What this exercise asks:
1 - In the forum thread about apple tree wood, list the tools or machines whose workability with apple wood the first post asks about.
2 - In the forum thread about apple tree wood, what trunk diameter is given for the expired apple tree?

Document section:
# Is Apple tree wood usable for woodworking??



## jaguar1201 (Feb 4, 2015)

I came to the wood species forum in search of an answer from the experts as to the worthiness of apple tree wood in wood working projects. Is it a "soft" or "hard" wood? What is its workability on lathe, router, drill, saw etc? What is the best application for apple wood? I ask these questions because I will need to take down an expired apple tree in my backyard this year. The trunk diameter is about 8", and some branches are 4", so the wood yield could be promising for some project, after suitable drying time. Any tips are sought.
Rick


----------



## PhilBa (Sep 25, 2014)

The Wood Database is a great source of info. It has an entry for Apple.

Lots of movement when drying, looks a lot like cherry and is very hard. I bet you could get some fabulous grain from old and tortured trees, though. 

Let us know how it works out for you. My wife is from Wenatchee, WA which is the center of the Apple growing universe (at least they think so) - could be an interesting source there.


----------



## Cherryville Chuck (Sep 28, 2010)

I knew someone who used it for turnings on his lathe. He was always looking for it so he must have liked it.


----------



## TwoSkies57 (Feb 23, 2009)

Hard to come by in any real (large) sizes! Make sure it has dried, and dried well. Beautiful stuff when ya get a good board or two. Well worth the effort to try and 
salvage what you can from the tree. Branch wood is hit and miss with most speices, but if you've the mind, dry some and see where it goes. Older tree's tend to spalt. 
when they do, you can end up with some outstanding looking wood.


----------



## jaguar1201 (Feb 4, 2015)

Thank you for the info about apple tree wood. Phil, I did look at THE WOOD DATABASE at your suggestion and it provided much needed information that I was seeking. I will proceed to salvage what I can from this tree. I planted it myself a few years ago, and whatever apples I did not get the local deer population stopped by and enjoyed. My peach tree and cherry tree are still alive. When I bought this acre in 1989 there were three cherry and even a pear tree, but when they died I did not think to save the wood .

Is a two year indoor drying period adequate for the wood after cutting?
Rick


----------



## Cherryville Chuck (Sep 28, 2010)

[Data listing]
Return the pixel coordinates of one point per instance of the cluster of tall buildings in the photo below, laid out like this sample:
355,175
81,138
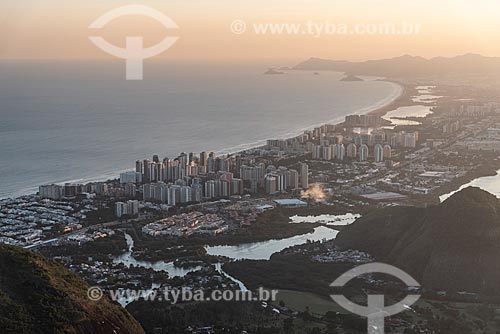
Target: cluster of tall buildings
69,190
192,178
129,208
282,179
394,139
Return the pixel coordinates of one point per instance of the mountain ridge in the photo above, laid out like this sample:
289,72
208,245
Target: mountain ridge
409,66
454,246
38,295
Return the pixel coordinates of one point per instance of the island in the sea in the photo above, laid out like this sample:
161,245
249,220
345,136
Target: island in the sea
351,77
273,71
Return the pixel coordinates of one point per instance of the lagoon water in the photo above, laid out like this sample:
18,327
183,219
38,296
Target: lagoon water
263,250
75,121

...

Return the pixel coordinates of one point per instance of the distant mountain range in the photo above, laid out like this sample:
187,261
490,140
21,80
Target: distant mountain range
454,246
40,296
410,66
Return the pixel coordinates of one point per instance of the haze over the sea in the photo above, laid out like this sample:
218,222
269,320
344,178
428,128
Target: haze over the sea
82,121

* * *

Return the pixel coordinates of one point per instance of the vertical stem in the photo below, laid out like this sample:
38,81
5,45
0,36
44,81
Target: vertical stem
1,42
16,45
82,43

Complete answers:
1 - Lathe, router, drill, saw

2 - About 8 inches.